PASSAGE GIVEN
October 6, 1999

by Steve Baldwin

Welcome back to your favorite monthly dose of stinking, smoldering, and ruinated digital effluvia. I apologize for the fact that Ghost Sites' dead site count is a bit short this month - it's not that plenty of sites aren't dying, it's just that with a mild case of West Nile Fever, I'm too weary and weak to serve up more than a handful of them at a time. Provided that a full recovery is in store for our Skeleton Crew, we'll be back in November with a cart full of corpses, so please keep your Dead Site tips flowing in through the Ghost-o-Meter!

In other news, Disobey.com's creator Morbus has informed me of a new site being released on Halloween. If it follows the path Disobey has taken in the past, it's sure to be an excellent addition to its shaky waters. You can grab a sneak peek at http://www.disobey.com/horror/.


Dr. Frederick Lenz, AKA "Rama", was the leader of a cult which ensnared several prominent members of the mid-90's techno elite (now known as the digirati). Before he died by his own hand in 1998, Lenz had amassed a considerable list of achievements: he was a world-class snowboarder, a black-belt in karate, a best-selling author, the producer of 12 New Age rock albums, and even a Senior Systems Architect. (now, that last one takes talent!)

Lenz, in other words, was a real Tech Guru, not your garden variety Macarishi. Before things went terribly wrong for him, he put up this Web site, which has remained unchanged for many months. It's a very ghostly place, but less sinister than the famous Heaven's Gate site, many copies of which still litter the Internet. At least Lenz, for all his faults, wasn't fool enough to try to take his followers with him.

Thanks to Courtland Shafer for finding this site.

g g g g g

Site is Stuffed, Embalmed, and Ready for Internet Museum

Gadget (The Newsletter for Grown-Up Kids)

This sad, rusty site once functioned as a somewhat unsystematic guide to gadgetry - electronic gizmos and mechanical whatnots intended to "remind us of the child we once were". A product of General Media Communications (the publisher of Penthouse), this lavishly-illustrated site appears to have been killed shortly after its launch: only a handful of products were reviewed before its last update occurred in October of 1998.

Much to my own personal discredit, I've been personally involved in several ill-fated "gadget-oriented" sites (the most notorious being Time Warner's doomed "Gizmo"), so I know why Gadget News must have been such an appealing idea to someone on Guccione's staff. Running a site devoted to useless technology sounds like fun (one tends to wind up with drawers full of doo-dads that are too worthless to return to the vendor), but in practice, doing so is a real grind after the novelty runs thin. Worse, gadgetry-based sites inherently lack editorial focus worthy of attracting more than a handful of readers (yes, VCR remote controls, portable translators and hand-buzzers are all "gadgets", but does it necessarily follow that these disparate devices belong in the same category? Nope.)

Anyway, thanks to Caldara for pointing out this rusty bucket of bitrot - it brings back a lot of screamingly traumatic memories.

SHORT EXERCISE A
In the Ghost Sites column, when did the Gadget site last update?

RECORD LIST
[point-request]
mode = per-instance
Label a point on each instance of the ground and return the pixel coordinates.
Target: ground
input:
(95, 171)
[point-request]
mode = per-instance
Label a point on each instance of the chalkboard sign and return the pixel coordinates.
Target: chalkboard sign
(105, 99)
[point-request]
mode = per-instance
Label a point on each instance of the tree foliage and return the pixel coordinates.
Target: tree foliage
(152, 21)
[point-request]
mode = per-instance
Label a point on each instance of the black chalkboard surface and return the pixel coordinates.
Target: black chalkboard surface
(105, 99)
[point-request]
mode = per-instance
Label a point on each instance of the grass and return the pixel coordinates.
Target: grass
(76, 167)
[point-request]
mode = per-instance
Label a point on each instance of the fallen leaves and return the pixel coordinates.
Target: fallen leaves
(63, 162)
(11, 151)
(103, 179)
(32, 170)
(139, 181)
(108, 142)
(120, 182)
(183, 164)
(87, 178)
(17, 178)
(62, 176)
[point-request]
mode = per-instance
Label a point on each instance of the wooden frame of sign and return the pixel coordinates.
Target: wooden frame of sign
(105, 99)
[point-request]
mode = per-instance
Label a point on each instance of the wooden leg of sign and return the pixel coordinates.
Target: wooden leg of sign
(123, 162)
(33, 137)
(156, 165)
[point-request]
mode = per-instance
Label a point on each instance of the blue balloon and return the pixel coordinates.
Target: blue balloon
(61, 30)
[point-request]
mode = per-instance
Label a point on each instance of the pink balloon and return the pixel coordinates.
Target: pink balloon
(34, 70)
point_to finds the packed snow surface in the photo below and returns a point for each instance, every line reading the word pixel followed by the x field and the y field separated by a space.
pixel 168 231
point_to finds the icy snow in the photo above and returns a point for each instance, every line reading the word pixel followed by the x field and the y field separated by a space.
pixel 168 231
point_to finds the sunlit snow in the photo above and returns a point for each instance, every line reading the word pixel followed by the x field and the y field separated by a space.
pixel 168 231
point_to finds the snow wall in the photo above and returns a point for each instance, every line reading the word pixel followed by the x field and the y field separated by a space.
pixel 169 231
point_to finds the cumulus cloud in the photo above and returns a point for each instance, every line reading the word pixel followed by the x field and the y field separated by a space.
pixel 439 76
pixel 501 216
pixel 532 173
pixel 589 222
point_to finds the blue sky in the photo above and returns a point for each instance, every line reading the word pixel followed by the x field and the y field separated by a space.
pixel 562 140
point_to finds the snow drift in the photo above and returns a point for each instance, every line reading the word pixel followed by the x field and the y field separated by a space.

SHORT EXERCISE B
Count the lines in the records that contain the string "tree" and give only the number. Case counts.

EXERCISE OUTPUT A
October of 1998

EXERCISE OUTPUT B
2